[Coordinate annotation records]
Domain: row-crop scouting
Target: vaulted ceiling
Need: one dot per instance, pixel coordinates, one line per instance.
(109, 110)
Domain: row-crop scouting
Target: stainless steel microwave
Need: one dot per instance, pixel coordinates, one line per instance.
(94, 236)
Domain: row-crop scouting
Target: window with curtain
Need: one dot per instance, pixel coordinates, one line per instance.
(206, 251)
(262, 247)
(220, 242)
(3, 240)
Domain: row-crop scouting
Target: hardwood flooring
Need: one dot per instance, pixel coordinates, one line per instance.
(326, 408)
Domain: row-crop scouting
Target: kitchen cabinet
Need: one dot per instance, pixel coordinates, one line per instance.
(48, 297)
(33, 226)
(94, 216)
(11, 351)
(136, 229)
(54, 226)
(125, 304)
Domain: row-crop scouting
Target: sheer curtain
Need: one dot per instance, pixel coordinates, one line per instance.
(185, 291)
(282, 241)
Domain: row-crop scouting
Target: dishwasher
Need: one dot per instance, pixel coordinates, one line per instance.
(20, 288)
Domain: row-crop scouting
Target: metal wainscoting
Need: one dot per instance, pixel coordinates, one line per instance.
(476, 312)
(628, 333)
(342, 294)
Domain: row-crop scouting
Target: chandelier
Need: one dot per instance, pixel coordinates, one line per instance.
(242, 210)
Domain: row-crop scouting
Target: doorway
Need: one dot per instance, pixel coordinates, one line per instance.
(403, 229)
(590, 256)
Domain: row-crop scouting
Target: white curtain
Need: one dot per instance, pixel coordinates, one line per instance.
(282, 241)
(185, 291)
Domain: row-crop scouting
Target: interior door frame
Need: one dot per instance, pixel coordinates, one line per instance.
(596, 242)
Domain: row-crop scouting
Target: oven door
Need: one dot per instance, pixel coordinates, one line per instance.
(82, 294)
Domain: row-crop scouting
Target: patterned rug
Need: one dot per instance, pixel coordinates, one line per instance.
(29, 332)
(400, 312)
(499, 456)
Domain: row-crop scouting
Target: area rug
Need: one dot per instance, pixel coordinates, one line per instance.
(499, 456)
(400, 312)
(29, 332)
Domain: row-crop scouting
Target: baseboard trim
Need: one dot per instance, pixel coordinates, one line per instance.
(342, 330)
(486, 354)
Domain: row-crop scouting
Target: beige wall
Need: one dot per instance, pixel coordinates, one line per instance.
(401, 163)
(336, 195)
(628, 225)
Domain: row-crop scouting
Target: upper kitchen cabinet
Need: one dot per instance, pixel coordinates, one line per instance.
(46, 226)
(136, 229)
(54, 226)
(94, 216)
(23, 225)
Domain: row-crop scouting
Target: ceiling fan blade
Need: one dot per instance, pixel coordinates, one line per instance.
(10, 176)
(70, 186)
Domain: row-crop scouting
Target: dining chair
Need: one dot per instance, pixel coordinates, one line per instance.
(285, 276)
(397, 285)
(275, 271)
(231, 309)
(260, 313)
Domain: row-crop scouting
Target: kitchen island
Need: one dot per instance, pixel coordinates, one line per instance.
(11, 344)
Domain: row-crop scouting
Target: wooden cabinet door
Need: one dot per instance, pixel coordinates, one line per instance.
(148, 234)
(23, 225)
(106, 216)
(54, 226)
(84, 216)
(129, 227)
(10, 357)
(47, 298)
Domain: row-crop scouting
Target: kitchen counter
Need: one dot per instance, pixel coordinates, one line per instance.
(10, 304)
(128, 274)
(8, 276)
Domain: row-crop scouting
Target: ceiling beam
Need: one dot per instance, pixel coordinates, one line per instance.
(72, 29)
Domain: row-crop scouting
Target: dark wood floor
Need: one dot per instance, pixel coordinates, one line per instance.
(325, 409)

■ **EXERCISE GOAL**
Retype all the material above precisely, with no line left out.

■ **OUTPUT**
Domain: row-crop scouting
Target: vaulted ceiling
Need: one dot per instance, pixel coordinates, one line per instance.
(109, 110)
Domain: row-crop scouting
Target: stainless steel microwave
Need: one dot per instance, pixel coordinates, one line per instance.
(94, 236)
Domain: row-crop scouting
Target: window with curtain
Need: one dot per instance, pixel coordinates, one line per instance.
(206, 251)
(262, 247)
(220, 242)
(3, 240)
Domain: row-crop scouting
Target: hardwood flooring
Need: one dot per instance, pixel coordinates, one line per instance.
(326, 408)
Domain: row-crop scouting
Target: kitchen cabinet
Need: one dot per instance, pixel coordinates, one line per instance.
(48, 297)
(33, 226)
(94, 216)
(11, 351)
(136, 229)
(54, 226)
(125, 304)
Domain: row-crop scouting
Target: sheer curtain
Need: one dot per instance, pixel coordinates, one line per instance.
(185, 291)
(282, 241)
Domain: row-crop scouting
Target: dishwasher
Need: one dot per instance, pixel coordinates, one line per instance.
(20, 288)
Domain: row-crop scouting
Target: metal wainscoting
Need: one dot per instance, pixel coordinates, one line per instance.
(476, 312)
(628, 333)
(342, 294)
Domain: row-crop scouting
Target: chandelier
Need: one dot per instance, pixel coordinates, one line per instance.
(242, 210)
Domain: row-crop scouting
Target: doorway
Need: one dot per instance, pixel coordinates, one line per instance.
(403, 229)
(590, 256)
Domain: row-crop scouting
Target: white curtain
Need: one dot per instance, pixel coordinates, one line per instance.
(282, 241)
(185, 291)
Domain: row-crop scouting
Target: interior door frame
Need: one dot per instance, pixel coordinates, one line per instance.
(596, 242)
Domain: row-crop scouting
Target: oven door
Need: one dot per instance, pixel coordinates, one line per instance.
(82, 294)
Domain: row-crop scouting
Target: patterned rug
Need: one dot per instance, pixel coordinates, one line per instance.
(29, 332)
(400, 312)
(499, 456)
Domain: row-crop scouting
Target: area rug
Need: one dot per instance, pixel coordinates, one line per instance.
(499, 456)
(400, 312)
(29, 332)
Domain: row-crop scouting
Target: baseboard trim
Need: one dot per instance, pixel coordinates, one line per instance.
(342, 330)
(486, 354)
Domain: row-crop scouting
Target: beige wall
Need: one dot per instance, pixel coordinates, one line per instance.
(401, 163)
(336, 195)
(628, 225)
Domain: row-crop scouting
Target: upper kitchen cabinet
Need: one dot per instance, pixel coordinates, one line per instance.
(46, 226)
(136, 229)
(54, 226)
(94, 216)
(23, 225)
Domain: row-crop scouting
Target: ceiling fan blade
Need: one dot per instance, pixel coordinates, one line per instance.
(10, 176)
(70, 186)
Domain: row-crop scouting
Target: dining chair
Need: one dot per instance, pixel coordinates, one line per instance.
(285, 276)
(397, 285)
(275, 271)
(231, 309)
(260, 313)
Domain: row-crop scouting
Target: kitchen island
Need: one dot per instance, pixel coordinates, one line per instance.
(11, 344)
Domain: row-crop scouting
Target: wooden cabinet door
Need: one dot per instance, pixel coordinates, one line per instance.
(148, 234)
(23, 225)
(106, 216)
(54, 226)
(84, 216)
(129, 227)
(10, 357)
(47, 298)
Domain: row-crop scouting
Target: kitchen counter
Need: one dot per instance, pixel coordinates, one line per instance.
(10, 304)
(128, 274)
(8, 276)
Domain: row-crop scouting
Target: ceiling beam
Need: one dot per instance, pixel coordinates, one line per instance.
(72, 29)
Domain: row-crop scouting
Target: dark wood floor
Need: one dot per instance, pixel coordinates, one line per instance.
(325, 409)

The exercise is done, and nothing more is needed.